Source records
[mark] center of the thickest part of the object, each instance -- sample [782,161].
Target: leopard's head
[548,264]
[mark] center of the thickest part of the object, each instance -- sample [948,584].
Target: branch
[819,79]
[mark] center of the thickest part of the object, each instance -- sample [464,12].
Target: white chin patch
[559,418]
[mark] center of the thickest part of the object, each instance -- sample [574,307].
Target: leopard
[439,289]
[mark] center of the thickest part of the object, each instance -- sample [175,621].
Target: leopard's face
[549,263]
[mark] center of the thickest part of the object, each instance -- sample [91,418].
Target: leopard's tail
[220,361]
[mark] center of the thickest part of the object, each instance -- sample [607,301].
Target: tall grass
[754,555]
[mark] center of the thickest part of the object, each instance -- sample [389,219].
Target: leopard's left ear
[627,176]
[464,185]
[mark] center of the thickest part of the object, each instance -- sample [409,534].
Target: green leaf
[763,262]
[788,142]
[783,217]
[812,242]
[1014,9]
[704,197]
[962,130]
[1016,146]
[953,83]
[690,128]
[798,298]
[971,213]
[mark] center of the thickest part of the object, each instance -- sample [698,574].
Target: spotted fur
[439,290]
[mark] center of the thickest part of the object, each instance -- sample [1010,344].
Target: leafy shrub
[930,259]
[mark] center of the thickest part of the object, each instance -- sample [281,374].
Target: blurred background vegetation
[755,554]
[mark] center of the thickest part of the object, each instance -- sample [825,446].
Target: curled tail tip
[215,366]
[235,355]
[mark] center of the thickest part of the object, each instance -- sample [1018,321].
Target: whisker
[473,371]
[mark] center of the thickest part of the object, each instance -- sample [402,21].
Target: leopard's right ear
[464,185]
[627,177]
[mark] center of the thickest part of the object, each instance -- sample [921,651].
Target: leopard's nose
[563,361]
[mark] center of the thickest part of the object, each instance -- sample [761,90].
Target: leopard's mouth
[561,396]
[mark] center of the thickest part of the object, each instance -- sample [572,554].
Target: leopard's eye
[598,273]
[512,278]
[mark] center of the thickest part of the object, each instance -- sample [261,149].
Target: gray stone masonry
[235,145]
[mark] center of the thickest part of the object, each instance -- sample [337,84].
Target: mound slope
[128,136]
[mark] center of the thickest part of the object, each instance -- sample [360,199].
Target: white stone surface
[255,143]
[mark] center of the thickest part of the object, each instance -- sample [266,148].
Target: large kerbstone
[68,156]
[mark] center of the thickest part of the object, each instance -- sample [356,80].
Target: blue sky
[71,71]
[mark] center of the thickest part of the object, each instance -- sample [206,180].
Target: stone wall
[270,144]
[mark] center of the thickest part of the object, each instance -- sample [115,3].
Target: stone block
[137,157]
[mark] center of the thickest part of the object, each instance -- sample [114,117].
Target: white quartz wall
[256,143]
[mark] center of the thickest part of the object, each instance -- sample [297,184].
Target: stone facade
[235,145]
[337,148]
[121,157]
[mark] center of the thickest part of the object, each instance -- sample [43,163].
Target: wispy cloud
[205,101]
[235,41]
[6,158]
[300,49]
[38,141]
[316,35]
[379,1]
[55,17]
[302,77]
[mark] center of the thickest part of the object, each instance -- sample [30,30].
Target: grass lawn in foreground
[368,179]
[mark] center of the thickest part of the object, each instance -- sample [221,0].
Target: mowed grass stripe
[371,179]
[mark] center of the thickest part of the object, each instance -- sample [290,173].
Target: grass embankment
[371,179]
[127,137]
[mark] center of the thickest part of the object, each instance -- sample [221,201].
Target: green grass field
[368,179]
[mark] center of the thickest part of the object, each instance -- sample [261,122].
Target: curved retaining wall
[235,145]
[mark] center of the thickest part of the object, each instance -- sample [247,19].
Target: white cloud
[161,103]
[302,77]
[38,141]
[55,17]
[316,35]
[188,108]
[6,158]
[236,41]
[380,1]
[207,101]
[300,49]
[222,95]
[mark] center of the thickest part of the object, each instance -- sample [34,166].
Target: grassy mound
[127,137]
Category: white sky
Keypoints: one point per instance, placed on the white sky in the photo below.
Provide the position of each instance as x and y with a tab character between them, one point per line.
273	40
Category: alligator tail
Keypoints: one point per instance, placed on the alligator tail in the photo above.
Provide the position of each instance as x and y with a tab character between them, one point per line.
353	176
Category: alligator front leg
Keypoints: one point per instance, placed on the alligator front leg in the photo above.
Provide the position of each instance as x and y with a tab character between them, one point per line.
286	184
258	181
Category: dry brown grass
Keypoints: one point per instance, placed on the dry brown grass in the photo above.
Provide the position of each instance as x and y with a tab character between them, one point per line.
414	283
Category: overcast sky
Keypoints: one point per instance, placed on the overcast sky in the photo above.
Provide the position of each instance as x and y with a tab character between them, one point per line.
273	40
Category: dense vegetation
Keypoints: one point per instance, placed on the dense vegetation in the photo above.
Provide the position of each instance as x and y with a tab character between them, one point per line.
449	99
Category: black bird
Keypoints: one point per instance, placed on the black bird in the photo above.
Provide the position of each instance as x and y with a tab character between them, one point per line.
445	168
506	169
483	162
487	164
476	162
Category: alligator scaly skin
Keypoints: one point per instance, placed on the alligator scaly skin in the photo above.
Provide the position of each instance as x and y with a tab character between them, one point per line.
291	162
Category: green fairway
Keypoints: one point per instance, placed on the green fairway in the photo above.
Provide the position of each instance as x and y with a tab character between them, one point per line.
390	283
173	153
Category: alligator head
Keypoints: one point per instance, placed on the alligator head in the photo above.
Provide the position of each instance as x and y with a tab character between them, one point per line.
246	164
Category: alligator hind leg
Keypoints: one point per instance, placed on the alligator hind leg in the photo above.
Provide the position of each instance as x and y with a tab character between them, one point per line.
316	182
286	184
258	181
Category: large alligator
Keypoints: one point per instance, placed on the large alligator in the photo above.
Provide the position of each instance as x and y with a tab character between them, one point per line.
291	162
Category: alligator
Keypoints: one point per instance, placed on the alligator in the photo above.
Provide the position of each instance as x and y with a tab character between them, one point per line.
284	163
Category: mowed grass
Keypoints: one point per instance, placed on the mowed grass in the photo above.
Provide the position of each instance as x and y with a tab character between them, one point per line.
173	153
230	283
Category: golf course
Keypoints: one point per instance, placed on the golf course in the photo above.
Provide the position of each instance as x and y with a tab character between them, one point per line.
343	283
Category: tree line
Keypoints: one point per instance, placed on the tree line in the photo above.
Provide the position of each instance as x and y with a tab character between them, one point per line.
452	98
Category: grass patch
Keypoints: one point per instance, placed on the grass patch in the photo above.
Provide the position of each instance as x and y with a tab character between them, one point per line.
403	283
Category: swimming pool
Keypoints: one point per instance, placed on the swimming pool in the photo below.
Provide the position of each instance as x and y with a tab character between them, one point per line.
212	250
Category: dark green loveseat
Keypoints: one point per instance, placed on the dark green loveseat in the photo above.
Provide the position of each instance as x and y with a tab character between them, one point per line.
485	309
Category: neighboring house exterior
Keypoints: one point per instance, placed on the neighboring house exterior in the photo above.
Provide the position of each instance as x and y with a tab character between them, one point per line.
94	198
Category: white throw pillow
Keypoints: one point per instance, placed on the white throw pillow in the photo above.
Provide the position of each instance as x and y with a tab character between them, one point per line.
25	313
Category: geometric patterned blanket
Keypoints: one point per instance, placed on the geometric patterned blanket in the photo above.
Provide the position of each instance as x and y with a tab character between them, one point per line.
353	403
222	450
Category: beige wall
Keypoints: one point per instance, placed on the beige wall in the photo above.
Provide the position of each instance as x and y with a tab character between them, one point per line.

BRIEF:
If a line contains the word "tree", it counts; please state how many such lines the records above have, and nothing more.

RESULT OF THIS TASK:
2